== Brief 1 ==
Give only the number of lines in the records that contain the string "lawn", treating uppercase and lowercase as different.

== Text extract ==
--- --- ---
Sunderland Association Football Club was founded in 1880  as Sunderland & District Teachers Association Football Club by James Allan. They turned professional in 1885. Sunderland won their first Football League championship in the 1891–92 season two years after joining the league. They won the next Football League First Division on three occasions in four seasons; in 1892, 1893 and 1895, separated by a runner-up spot in 1894. In the 1901–02 season, Sunderland won their fifth Football League First Division championship. They came close to completing the "league and cup double" in the 1912–13 season, winning the league but losing to Aston Villa in the 1913 FA Cup Final. The team's next success came in the 1935–36 season when they won the League Championship and also the Charity Shield. They had not won the FA Cup until the 1936–37 season when they defeated Preston North End in the 1937 FA Cup Final. Sunderland entered The Football League in 1890 and were not relegated from the top division until the 1957–58 season; a total of 58 seasons in the highest division of England. Their next trophy came in the 1973 FA Cup Final as they beat Leeds United 1–0. They reached the 1985 Football League Cup Final but finished as runners-up to Norwich City after being beaten 1–0. In the 1986–87 season Sunderland were relegated to the Football League Third Division for the first time in their history under the management of Lawrie McMenemy, they however, returned to the second division the following season as champions–their lowest position in the English football league system until 2019. Their first appearance in the Premier League came in the 1996–97 season after being promoted as champions from Division One. They were relegated after a single campaign but won promotion as Champions again in the 1998/99 season acquiring 105 points on the way, a second tier record at the time. Sunderland gained just 15 points in the 2005–06 season, which set the record for the lowest number of points in a top flight season for 3 points for a win, which has since been eclipsed by Derby County.
--- --- ---
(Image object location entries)
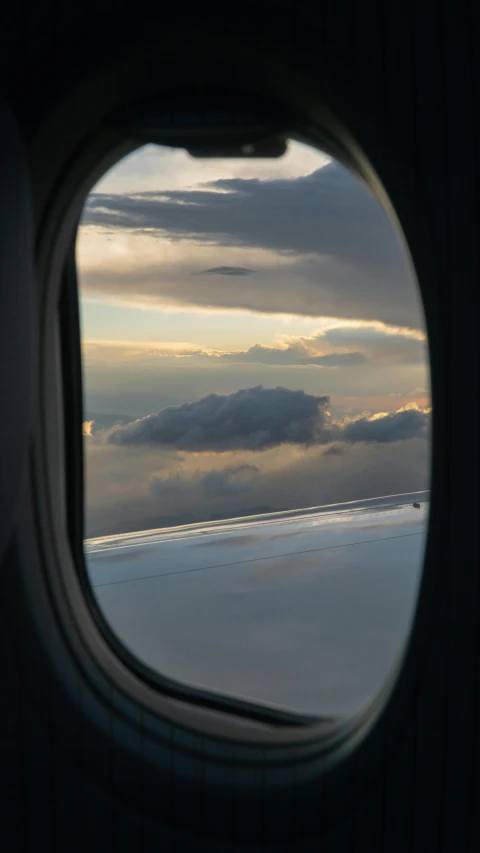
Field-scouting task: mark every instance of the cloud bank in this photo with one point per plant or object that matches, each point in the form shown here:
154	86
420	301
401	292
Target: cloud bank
261	418
329	248
249	419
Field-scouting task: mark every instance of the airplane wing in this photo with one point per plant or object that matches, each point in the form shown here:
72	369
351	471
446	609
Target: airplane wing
307	610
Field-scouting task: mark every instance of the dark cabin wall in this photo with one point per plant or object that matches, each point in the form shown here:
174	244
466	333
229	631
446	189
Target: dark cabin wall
404	78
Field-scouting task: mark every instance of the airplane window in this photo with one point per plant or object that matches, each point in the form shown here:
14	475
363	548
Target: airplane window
256	424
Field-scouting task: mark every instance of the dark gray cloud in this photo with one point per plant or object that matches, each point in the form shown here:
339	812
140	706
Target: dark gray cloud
397	426
249	419
295	354
333	450
231	481
261	418
223	483
377	346
346	257
227	271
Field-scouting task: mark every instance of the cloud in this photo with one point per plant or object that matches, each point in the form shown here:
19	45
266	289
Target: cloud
227	271
296	354
226	482
289	477
329	248
234	480
261	418
249	419
409	422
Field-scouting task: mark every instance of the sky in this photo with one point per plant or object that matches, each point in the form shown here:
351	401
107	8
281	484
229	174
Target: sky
253	340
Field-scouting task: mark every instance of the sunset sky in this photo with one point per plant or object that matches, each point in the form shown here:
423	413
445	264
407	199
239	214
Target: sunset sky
280	285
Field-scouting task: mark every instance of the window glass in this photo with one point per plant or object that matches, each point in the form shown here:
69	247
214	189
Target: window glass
256	424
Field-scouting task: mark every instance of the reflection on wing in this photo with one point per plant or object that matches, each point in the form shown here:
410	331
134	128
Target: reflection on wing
307	609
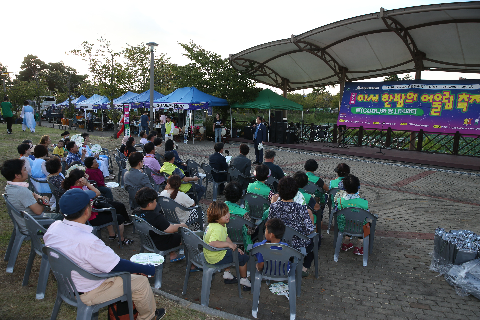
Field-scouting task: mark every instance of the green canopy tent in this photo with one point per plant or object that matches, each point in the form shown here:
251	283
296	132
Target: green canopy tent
267	99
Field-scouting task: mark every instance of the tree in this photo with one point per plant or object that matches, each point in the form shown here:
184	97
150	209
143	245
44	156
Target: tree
62	79
109	75
211	74
138	65
30	67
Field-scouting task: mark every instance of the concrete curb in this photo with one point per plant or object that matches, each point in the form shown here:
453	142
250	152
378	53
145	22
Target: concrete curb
198	307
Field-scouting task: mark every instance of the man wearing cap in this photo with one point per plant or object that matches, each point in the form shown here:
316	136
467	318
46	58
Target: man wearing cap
169	168
75	239
259	137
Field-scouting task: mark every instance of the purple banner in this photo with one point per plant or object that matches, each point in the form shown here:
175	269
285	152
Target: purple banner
434	106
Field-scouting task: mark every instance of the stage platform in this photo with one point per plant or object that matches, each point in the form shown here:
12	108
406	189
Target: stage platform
416	157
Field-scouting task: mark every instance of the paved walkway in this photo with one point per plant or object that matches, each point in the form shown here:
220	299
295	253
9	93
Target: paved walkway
397	283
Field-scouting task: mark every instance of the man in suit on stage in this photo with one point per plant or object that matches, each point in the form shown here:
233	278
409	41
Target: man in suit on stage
259	136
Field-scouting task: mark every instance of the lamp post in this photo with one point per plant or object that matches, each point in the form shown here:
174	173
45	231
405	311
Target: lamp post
152	60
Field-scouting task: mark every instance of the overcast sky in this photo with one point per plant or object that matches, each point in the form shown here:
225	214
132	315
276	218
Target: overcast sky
49	29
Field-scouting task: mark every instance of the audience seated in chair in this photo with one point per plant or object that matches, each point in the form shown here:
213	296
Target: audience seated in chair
77	179
150	161
146	198
219	163
274	231
233	193
74	154
275	170
349	199
60	150
170	146
171	169
216	235
38	168
101	159
243	164
75	239
172	191
55	177
143	137
295	216
20	196
259	187
158	146
25	150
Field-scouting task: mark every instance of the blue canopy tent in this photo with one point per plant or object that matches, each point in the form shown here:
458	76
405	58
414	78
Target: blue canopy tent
189	99
143	99
94	100
125	98
74	101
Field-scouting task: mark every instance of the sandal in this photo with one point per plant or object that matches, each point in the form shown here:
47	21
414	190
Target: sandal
231	281
178	258
127	242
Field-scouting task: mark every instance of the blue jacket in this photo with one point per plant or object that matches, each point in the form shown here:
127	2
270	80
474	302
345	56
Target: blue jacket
261	134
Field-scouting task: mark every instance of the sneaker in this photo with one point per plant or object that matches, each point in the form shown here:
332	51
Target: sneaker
346	247
159	313
358	251
245	282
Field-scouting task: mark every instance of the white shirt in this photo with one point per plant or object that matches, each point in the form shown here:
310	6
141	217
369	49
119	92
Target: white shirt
77	242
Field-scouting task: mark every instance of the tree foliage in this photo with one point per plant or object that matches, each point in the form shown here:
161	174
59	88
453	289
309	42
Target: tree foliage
212	74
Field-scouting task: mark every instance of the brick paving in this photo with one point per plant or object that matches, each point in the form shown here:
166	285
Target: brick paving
397	283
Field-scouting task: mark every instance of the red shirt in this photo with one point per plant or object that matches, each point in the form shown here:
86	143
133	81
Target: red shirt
96	175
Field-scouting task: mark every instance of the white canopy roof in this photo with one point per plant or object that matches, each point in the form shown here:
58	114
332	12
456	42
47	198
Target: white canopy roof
444	37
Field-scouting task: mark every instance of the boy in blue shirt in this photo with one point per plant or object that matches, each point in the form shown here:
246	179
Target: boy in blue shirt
274	231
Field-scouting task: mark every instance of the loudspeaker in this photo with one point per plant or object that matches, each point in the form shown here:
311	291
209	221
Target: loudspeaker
280	132
278	116
272	131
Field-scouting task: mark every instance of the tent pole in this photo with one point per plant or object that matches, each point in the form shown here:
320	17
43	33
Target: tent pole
269	124
301	127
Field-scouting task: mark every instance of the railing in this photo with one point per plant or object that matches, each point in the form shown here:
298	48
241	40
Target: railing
433	142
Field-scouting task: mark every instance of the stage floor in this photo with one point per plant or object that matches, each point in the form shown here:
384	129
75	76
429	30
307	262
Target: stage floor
424	158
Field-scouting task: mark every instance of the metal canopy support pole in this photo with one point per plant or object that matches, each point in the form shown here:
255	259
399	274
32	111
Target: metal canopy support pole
269	124
342	87
152	66
284	88
418	75
231	123
301	128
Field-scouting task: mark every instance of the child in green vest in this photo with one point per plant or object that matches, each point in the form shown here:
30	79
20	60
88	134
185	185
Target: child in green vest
348	200
233	193
259	187
216	235
342	171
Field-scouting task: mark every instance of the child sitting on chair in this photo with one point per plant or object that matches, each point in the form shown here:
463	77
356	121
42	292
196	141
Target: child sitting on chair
146	198
274	231
216	236
60	149
351	199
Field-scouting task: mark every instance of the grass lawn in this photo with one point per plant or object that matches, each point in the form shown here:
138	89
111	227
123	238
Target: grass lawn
19	302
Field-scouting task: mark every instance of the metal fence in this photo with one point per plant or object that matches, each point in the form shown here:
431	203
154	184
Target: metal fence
433	142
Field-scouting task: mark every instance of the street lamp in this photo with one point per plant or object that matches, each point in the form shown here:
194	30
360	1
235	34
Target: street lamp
152	60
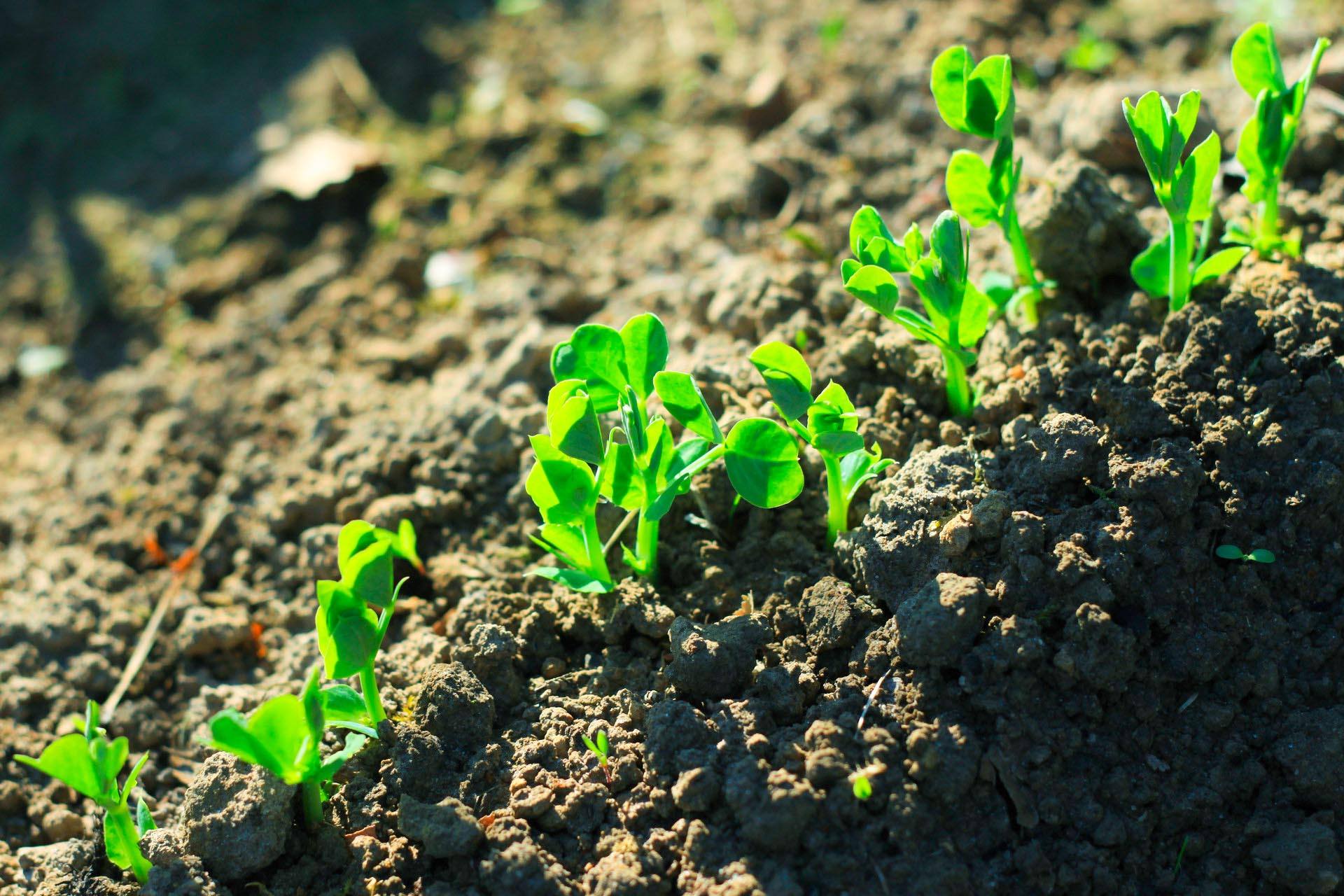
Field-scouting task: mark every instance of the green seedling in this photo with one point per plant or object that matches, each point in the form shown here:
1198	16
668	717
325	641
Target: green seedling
635	464
1174	265
1233	552
90	764
1269	136
284	735
827	422
601	748
958	311
977	99
350	633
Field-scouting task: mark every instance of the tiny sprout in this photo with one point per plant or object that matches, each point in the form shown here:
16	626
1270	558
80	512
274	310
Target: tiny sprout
1233	552
90	764
601	748
1174	265
284	735
349	631
1269	134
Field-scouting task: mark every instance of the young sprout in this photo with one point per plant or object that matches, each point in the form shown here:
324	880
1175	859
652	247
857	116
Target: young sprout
635	464
958	311
349	631
1233	552
284	735
601	748
1174	265
90	764
1269	136
831	428
977	99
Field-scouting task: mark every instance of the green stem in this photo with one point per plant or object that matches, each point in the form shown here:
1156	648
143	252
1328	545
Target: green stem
647	547
960	398
1179	265
838	503
1269	237
312	796
369	688
597	556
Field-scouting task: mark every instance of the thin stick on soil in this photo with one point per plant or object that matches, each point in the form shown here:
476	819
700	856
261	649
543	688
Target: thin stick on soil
151	631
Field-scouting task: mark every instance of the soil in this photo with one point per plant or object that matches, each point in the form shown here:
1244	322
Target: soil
1026	644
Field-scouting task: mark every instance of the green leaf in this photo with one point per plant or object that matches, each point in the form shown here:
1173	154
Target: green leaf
1148	122
121	841
69	761
832	412
594	354
839	444
620	480
371	574
1151	269
968	188
645	351
1195	184
762	463
948	83
573	422
787	377
355	536
686	403
864	226
343	706
990	99
875	288
1218	264
573	580
562	488
144	820
1256	61
860	466
354	743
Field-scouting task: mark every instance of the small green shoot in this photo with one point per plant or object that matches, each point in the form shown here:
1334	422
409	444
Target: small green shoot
1233	552
601	748
284	735
1269	136
958	311
979	99
349	631
831	426
1092	52
638	468
90	764
1174	265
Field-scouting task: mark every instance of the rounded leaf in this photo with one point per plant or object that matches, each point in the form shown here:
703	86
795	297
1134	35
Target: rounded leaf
787	377
762	463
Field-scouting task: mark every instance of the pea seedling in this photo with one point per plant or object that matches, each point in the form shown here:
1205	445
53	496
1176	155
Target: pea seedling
1174	265
601	748
598	371
349	631
977	99
284	735
831	428
90	764
958	311
1233	552
1269	136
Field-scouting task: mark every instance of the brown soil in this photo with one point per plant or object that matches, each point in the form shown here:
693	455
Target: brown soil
1069	692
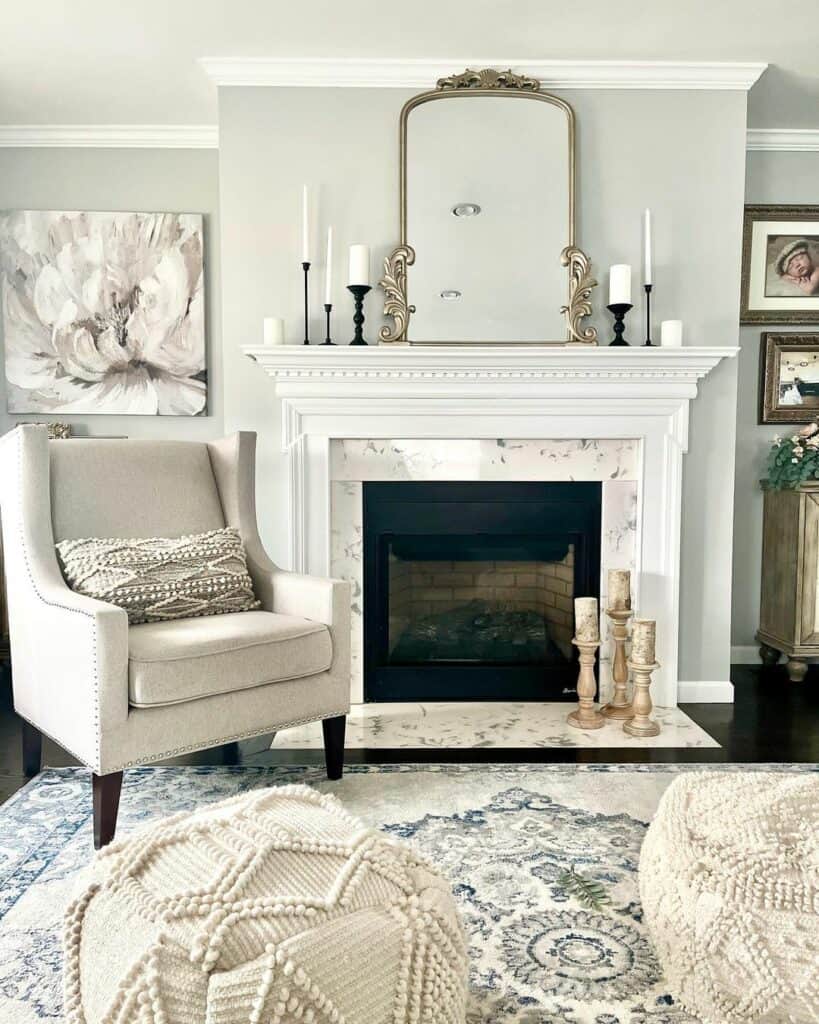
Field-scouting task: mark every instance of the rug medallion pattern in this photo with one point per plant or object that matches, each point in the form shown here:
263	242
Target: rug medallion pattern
503	834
--- --- ---
== Brief 2 ==
Reproduce the entire passage above on the history of Sunderland Association Football Club, word for word.

== Full response 1 ==
2

== Full response 2 ==
Sunderland Association Football Club was founded in 1880  as Sunderland & District Teachers Association Football Club by James Allan. They turned professional in 1885. Sunderland won their first Football League championship in the 1891–92 season two years after joining the league. They won the next Football League First Division on three occasions in four seasons; in 1892, 1893 and 1895, separated by a runner-up spot in 1894. In the 1901–02 season, Sunderland won their fifth Football League First Division championship. They came close to completing the "league and cup double" in the 1912–13 season, winning the league but losing to Aston Villa in the 1913 FA Cup Final. The team's next success came in the 1935–36 season when they won the League Championship and also the Charity Shield. They had not won the FA Cup until the 1936–37 season when they defeated Preston North End in the 1937 FA Cup Final. Sunderland entered The Football League in 1890 and were not relegated from the top division until the 1957–58 season; a total of 58 seasons in the highest division of England. Their next trophy came in the 1973 FA Cup Final as they beat Leeds United 1–0. They reached the 1985 Football League Cup Final but finished as runners-up to Norwich City after being beaten 1–0. In the 1986–87 season Sunderland were relegated to the Football League Third Division for the first time in their history under the management of Lawrie McMenemy, they however, returned to the second division the following season as champions–their lowest position in the English football league system until 2019. Their first appearance in the Premier League came in the 1996–97 season after being promoted as champions from Division One. They were relegated after a single campaign but won promotion as Champions again in the 1998/99 season acquiring 105 points on the way, a second tier record at the time. Sunderland gained just 15 points in the 2005–06 season, which set the record for the lowest number of points in a top flight season for 3 points for a win, which has since been eclipsed by Derby County.